— Begin MATERIAL PROVIDED —

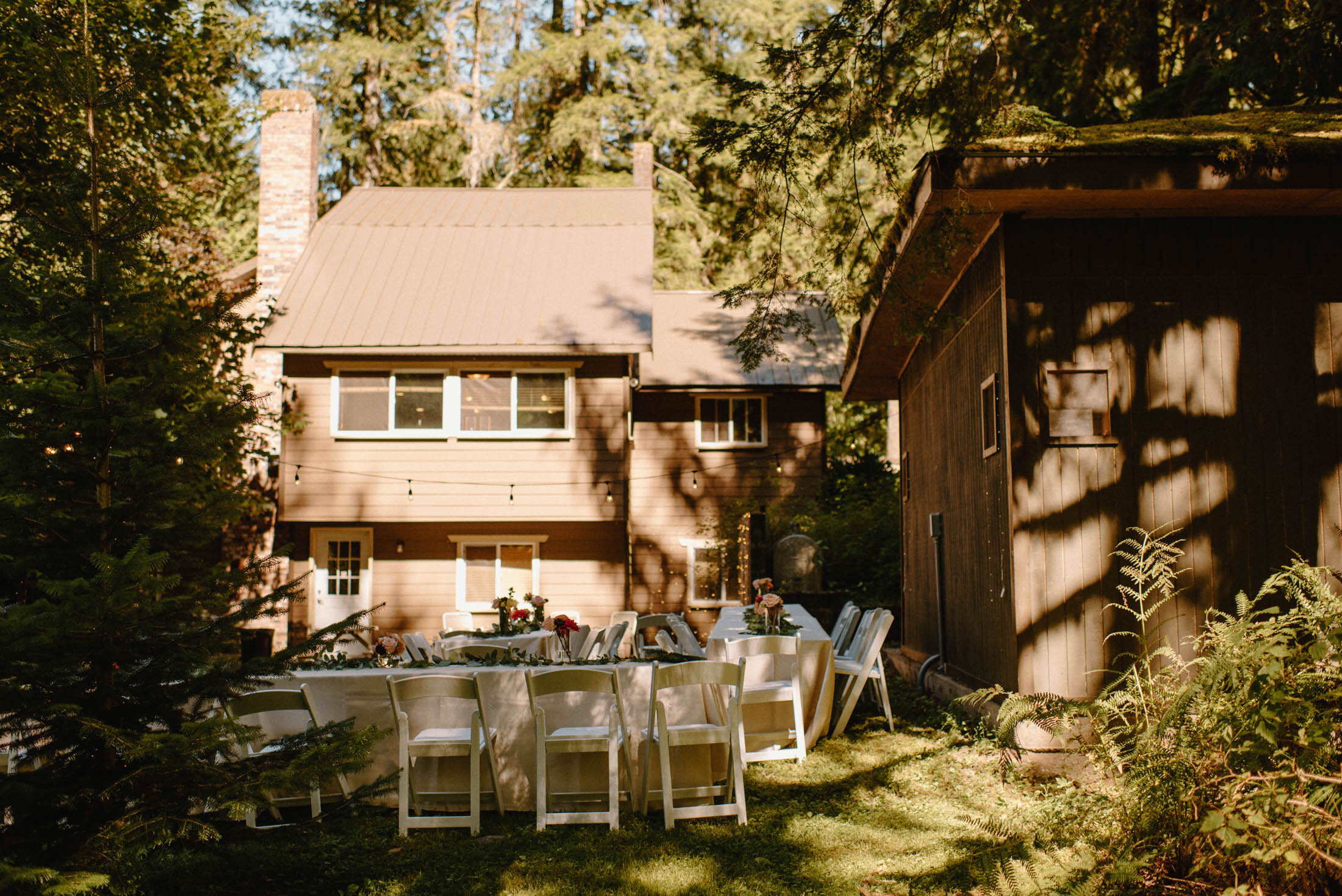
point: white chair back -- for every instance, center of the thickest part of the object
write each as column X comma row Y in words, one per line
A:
column 458, row 622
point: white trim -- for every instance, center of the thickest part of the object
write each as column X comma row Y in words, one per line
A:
column 692, row 547
column 495, row 541
column 730, row 442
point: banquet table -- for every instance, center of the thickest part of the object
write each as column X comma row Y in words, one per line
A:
column 361, row 694
column 544, row 644
column 817, row 674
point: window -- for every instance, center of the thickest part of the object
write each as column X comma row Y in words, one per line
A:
column 988, row 403
column 1077, row 400
column 506, row 401
column 706, row 575
column 730, row 421
column 489, row 567
column 381, row 401
column 406, row 404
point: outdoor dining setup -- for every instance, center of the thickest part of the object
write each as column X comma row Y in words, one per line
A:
column 545, row 715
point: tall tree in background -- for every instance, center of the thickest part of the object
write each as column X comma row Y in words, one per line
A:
column 126, row 419
column 834, row 126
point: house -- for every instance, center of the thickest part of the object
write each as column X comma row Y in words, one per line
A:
column 1137, row 332
column 492, row 396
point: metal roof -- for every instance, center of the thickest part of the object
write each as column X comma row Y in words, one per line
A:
column 692, row 335
column 399, row 268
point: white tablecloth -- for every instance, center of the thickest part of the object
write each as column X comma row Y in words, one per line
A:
column 817, row 674
column 544, row 644
column 361, row 694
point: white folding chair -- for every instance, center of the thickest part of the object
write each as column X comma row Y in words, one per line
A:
column 781, row 686
column 438, row 742
column 866, row 668
column 611, row 739
column 685, row 639
column 458, row 622
column 294, row 714
column 631, row 620
column 662, row 737
column 844, row 625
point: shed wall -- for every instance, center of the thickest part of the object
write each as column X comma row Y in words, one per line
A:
column 1223, row 341
column 941, row 428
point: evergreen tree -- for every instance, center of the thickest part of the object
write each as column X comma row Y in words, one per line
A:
column 126, row 418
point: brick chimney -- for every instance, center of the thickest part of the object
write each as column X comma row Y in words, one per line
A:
column 642, row 165
column 289, row 145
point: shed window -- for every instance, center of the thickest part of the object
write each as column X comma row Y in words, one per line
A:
column 730, row 421
column 1078, row 400
column 988, row 403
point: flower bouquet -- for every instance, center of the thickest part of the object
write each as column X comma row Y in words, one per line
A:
column 564, row 628
column 388, row 650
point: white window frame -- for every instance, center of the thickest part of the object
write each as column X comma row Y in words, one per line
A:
column 451, row 423
column 732, row 442
column 567, row 432
column 495, row 541
column 692, row 548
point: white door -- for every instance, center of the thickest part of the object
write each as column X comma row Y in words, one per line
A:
column 343, row 575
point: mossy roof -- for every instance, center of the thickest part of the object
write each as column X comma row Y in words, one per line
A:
column 1291, row 132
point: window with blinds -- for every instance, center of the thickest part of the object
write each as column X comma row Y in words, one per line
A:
column 732, row 421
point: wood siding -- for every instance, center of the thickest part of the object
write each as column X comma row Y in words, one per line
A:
column 940, row 416
column 581, row 569
column 1223, row 340
column 554, row 478
column 666, row 506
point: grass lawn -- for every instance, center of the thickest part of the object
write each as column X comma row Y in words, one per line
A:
column 873, row 812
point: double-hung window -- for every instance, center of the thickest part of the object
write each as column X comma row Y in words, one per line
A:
column 395, row 403
column 490, row 567
column 730, row 421
column 482, row 404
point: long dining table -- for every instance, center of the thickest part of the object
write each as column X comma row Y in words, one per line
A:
column 363, row 695
column 816, row 678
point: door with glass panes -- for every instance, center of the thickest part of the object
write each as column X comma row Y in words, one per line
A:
column 343, row 575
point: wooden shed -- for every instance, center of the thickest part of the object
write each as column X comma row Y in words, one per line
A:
column 1129, row 333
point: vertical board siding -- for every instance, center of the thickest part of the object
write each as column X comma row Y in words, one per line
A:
column 1224, row 349
column 941, row 426
column 554, row 478
column 665, row 506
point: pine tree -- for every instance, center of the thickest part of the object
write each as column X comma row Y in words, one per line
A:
column 125, row 416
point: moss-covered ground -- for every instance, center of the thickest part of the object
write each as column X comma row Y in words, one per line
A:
column 869, row 812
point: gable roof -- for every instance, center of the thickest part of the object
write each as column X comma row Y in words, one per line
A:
column 692, row 335
column 414, row 270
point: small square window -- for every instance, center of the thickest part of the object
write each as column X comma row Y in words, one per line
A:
column 1077, row 401
column 988, row 403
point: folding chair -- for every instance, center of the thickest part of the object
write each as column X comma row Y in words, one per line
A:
column 458, row 622
column 631, row 620
column 432, row 744
column 611, row 739
column 297, row 708
column 844, row 625
column 781, row 687
column 685, row 639
column 656, row 620
column 661, row 737
column 866, row 668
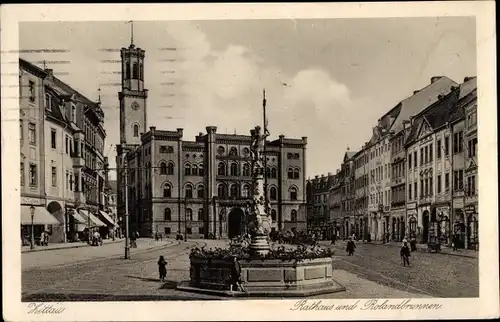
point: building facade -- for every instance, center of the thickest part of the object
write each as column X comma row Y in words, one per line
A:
column 198, row 188
column 67, row 143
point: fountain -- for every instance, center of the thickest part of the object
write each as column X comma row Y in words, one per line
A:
column 264, row 272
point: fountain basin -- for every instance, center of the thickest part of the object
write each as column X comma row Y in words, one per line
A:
column 268, row 277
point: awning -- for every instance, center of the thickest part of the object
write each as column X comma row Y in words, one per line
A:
column 41, row 216
column 94, row 221
column 78, row 218
column 107, row 218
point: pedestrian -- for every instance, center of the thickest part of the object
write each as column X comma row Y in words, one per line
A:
column 350, row 247
column 162, row 268
column 235, row 279
column 405, row 254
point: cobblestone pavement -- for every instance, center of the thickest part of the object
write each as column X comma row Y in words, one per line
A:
column 115, row 279
column 71, row 256
column 431, row 274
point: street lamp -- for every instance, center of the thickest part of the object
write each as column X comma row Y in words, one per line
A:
column 32, row 210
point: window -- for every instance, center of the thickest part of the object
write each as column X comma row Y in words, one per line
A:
column 458, row 142
column 189, row 191
column 167, row 191
column 32, row 91
column 234, row 190
column 472, row 147
column 32, row 133
column 163, row 168
column 274, row 173
column 22, row 174
column 458, row 177
column 221, row 169
column 135, row 70
column 200, row 191
column 234, row 169
column 296, row 173
column 170, row 168
column 33, row 175
column 221, row 190
column 246, row 191
column 246, row 170
column 167, row 214
column 54, row 177
column 273, row 193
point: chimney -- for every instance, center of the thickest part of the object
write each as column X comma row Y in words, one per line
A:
column 435, row 79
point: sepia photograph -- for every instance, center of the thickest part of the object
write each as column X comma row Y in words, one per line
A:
column 238, row 160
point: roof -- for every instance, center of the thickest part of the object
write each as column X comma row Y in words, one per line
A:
column 422, row 99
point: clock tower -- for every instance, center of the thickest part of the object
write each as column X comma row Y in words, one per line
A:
column 133, row 96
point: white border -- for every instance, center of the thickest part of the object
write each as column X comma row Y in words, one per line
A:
column 485, row 306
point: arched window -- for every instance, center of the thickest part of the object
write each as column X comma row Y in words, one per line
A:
column 167, row 214
column 127, row 71
column 221, row 190
column 245, row 193
column 221, row 169
column 296, row 173
column 189, row 191
column 246, row 170
column 273, row 214
column 163, row 168
column 273, row 193
column 201, row 191
column 167, row 191
column 274, row 173
column 135, row 71
column 170, row 168
column 234, row 169
column 136, row 130
column 234, row 190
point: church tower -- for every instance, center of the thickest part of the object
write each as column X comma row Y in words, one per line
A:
column 133, row 95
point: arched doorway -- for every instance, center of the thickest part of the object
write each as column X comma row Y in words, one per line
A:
column 425, row 226
column 235, row 223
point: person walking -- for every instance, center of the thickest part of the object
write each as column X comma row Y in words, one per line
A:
column 162, row 268
column 405, row 254
column 350, row 247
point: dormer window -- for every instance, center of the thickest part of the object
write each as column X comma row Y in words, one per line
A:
column 48, row 102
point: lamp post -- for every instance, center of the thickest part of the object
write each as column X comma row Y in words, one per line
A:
column 32, row 210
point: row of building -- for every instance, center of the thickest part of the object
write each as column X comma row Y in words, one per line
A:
column 61, row 142
column 416, row 177
column 202, row 187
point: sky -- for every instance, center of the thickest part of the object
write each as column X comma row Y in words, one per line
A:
column 326, row 79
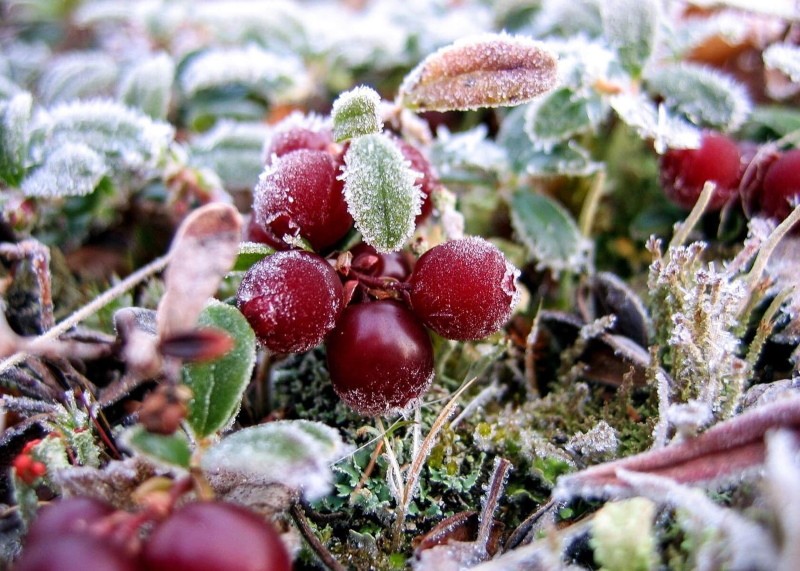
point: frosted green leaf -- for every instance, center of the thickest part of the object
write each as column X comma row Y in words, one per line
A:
column 488, row 70
column 356, row 112
column 77, row 75
column 15, row 116
column 622, row 535
column 380, row 190
column 297, row 454
column 548, row 231
column 271, row 75
column 667, row 131
column 148, row 86
column 702, row 94
column 125, row 138
column 233, row 150
column 560, row 115
column 631, row 28
column 785, row 58
column 73, row 169
column 217, row 386
column 171, row 449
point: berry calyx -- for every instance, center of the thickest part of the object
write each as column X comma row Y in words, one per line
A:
column 464, row 289
column 684, row 172
column 781, row 184
column 291, row 300
column 214, row 536
column 300, row 196
column 380, row 357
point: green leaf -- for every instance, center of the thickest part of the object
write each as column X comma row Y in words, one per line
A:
column 701, row 94
column 296, row 454
column 148, row 86
column 217, row 386
column 631, row 28
column 548, row 231
column 15, row 116
column 356, row 113
column 249, row 254
column 170, row 449
column 380, row 190
column 489, row 70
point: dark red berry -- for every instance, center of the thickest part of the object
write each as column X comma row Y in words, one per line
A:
column 781, row 185
column 291, row 300
column 297, row 132
column 684, row 172
column 214, row 536
column 463, row 289
column 380, row 357
column 74, row 552
column 68, row 515
column 300, row 196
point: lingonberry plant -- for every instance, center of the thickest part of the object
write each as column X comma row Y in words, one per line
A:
column 377, row 285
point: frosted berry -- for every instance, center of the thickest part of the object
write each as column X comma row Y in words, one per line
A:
column 291, row 300
column 781, row 184
column 75, row 552
column 684, row 172
column 214, row 536
column 380, row 357
column 300, row 196
column 463, row 289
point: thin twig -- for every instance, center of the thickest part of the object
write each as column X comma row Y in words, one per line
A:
column 327, row 558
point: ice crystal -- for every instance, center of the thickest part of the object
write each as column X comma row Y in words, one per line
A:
column 380, row 190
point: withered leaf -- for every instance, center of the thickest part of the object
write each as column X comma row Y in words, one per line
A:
column 202, row 252
column 489, row 70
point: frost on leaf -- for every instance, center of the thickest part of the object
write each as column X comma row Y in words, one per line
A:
column 380, row 190
column 489, row 70
column 703, row 95
column 356, row 112
column 14, row 119
column 274, row 76
column 73, row 169
column 148, row 86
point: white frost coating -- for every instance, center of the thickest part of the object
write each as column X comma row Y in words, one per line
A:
column 273, row 75
column 381, row 192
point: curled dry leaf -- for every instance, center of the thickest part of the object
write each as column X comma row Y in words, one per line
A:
column 490, row 70
column 203, row 251
column 721, row 453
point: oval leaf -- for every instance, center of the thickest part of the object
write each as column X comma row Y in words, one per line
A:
column 217, row 386
column 296, row 454
column 356, row 113
column 380, row 190
column 486, row 71
column 548, row 231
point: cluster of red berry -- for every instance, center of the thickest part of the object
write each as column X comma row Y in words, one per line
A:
column 78, row 534
column 765, row 179
column 371, row 309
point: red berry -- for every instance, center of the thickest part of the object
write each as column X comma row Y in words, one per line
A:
column 214, row 536
column 300, row 196
column 291, row 300
column 463, row 289
column 781, row 184
column 380, row 357
column 69, row 515
column 74, row 552
column 684, row 172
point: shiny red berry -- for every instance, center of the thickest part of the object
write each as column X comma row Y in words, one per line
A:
column 781, row 185
column 214, row 536
column 464, row 289
column 300, row 196
column 380, row 357
column 291, row 300
column 684, row 172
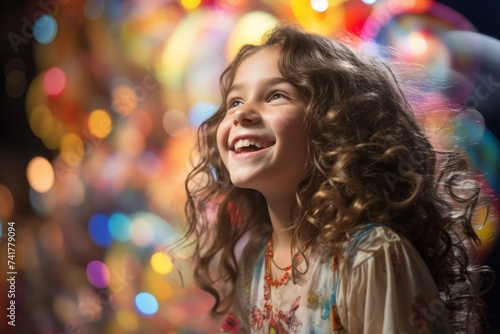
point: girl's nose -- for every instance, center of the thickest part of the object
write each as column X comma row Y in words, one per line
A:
column 246, row 116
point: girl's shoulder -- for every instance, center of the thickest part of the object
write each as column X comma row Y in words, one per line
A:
column 373, row 241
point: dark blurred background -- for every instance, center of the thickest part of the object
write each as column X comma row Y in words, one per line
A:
column 99, row 105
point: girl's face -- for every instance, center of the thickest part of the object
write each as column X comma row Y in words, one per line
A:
column 262, row 139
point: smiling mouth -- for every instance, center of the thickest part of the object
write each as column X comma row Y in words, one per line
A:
column 250, row 145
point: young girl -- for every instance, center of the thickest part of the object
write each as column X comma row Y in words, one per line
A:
column 331, row 211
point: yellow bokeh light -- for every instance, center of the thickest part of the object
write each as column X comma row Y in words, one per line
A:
column 127, row 319
column 99, row 123
column 190, row 4
column 326, row 22
column 161, row 263
column 250, row 29
column 40, row 174
column 72, row 149
column 124, row 100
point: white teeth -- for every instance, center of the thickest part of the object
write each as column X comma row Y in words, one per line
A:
column 247, row 142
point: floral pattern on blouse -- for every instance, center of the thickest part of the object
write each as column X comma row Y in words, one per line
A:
column 379, row 285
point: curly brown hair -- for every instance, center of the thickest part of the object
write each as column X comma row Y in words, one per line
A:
column 369, row 161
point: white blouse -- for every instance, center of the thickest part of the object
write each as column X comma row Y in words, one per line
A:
column 381, row 286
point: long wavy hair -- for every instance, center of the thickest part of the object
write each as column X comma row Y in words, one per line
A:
column 369, row 161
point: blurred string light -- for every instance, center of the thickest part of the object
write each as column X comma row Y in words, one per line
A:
column 161, row 263
column 319, row 5
column 250, row 29
column 99, row 123
column 325, row 22
column 54, row 81
column 175, row 122
column 146, row 303
column 45, row 29
column 40, row 174
column 190, row 4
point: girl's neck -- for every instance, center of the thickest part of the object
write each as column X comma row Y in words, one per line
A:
column 281, row 220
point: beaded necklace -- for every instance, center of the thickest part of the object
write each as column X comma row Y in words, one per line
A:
column 268, row 277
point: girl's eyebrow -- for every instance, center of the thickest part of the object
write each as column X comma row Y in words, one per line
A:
column 266, row 82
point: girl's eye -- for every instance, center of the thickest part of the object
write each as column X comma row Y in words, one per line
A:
column 234, row 104
column 277, row 95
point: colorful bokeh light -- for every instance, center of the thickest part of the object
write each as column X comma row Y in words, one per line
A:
column 146, row 303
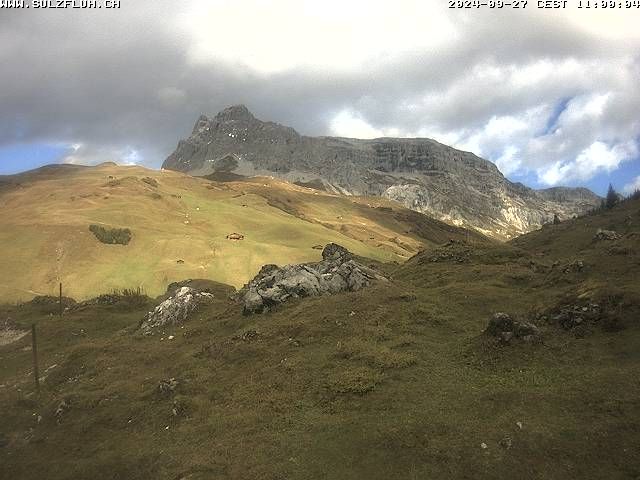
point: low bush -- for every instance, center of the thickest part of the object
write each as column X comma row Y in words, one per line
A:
column 120, row 236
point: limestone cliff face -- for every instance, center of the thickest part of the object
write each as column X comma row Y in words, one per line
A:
column 422, row 174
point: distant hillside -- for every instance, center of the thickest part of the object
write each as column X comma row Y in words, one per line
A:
column 179, row 227
column 398, row 380
column 424, row 175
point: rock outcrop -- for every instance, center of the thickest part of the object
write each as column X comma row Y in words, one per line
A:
column 175, row 309
column 506, row 328
column 606, row 235
column 424, row 175
column 337, row 272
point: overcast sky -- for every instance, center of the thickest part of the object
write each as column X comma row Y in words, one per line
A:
column 550, row 96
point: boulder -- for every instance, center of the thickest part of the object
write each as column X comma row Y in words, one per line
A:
column 337, row 272
column 504, row 327
column 606, row 235
column 175, row 309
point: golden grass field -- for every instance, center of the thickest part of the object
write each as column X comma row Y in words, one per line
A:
column 179, row 229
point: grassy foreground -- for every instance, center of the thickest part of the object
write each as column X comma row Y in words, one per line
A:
column 394, row 381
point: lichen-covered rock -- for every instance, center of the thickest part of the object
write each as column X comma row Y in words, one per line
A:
column 337, row 272
column 502, row 326
column 175, row 309
column 606, row 235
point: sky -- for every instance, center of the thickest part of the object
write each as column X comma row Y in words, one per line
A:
column 549, row 95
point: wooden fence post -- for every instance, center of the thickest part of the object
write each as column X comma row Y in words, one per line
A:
column 34, row 348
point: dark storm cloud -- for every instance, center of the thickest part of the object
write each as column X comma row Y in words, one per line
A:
column 121, row 81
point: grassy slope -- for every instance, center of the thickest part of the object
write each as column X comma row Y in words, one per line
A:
column 395, row 381
column 45, row 238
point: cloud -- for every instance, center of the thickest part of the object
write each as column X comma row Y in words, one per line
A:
column 632, row 186
column 550, row 94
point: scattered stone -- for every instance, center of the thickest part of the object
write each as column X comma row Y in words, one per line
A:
column 501, row 325
column 606, row 235
column 150, row 181
column 337, row 272
column 506, row 443
column 175, row 309
column 178, row 409
column 572, row 316
column 453, row 251
column 63, row 407
column 249, row 335
column 167, row 387
column 575, row 266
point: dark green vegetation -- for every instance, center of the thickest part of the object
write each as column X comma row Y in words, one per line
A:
column 394, row 381
column 119, row 236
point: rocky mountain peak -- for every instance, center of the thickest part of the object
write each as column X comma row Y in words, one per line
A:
column 235, row 112
column 420, row 173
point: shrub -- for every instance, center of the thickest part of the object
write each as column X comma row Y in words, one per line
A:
column 120, row 236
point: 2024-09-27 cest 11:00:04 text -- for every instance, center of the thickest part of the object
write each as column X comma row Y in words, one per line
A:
column 40, row 4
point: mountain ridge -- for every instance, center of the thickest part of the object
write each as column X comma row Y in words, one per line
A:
column 420, row 173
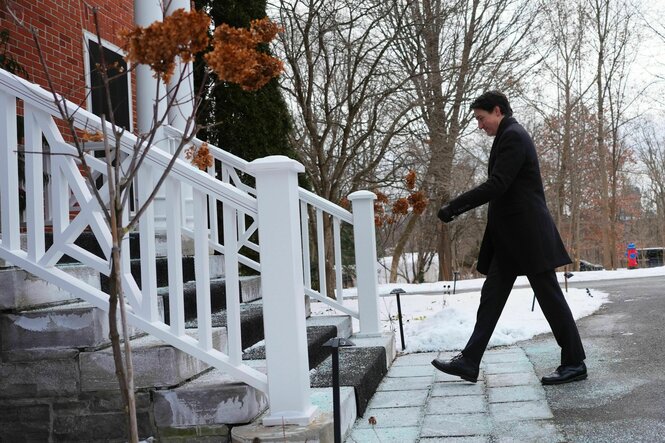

— End MATERIAL PROVIDED —

Reproduce verbatim everything from the start of the entries above down to and including the line that contains "column 730, row 442", and omit the pictures.

_REPLY_.
point: white chair back -- for every instance, center of the thickest part of the object
write each as column X comma row Y in words, one per line
A:
column 458, row 622
point: white trim -- for every instance, center of the thickest part of the object
write each as column X comma row Y in words, one per line
A:
column 692, row 547
column 495, row 541
column 730, row 442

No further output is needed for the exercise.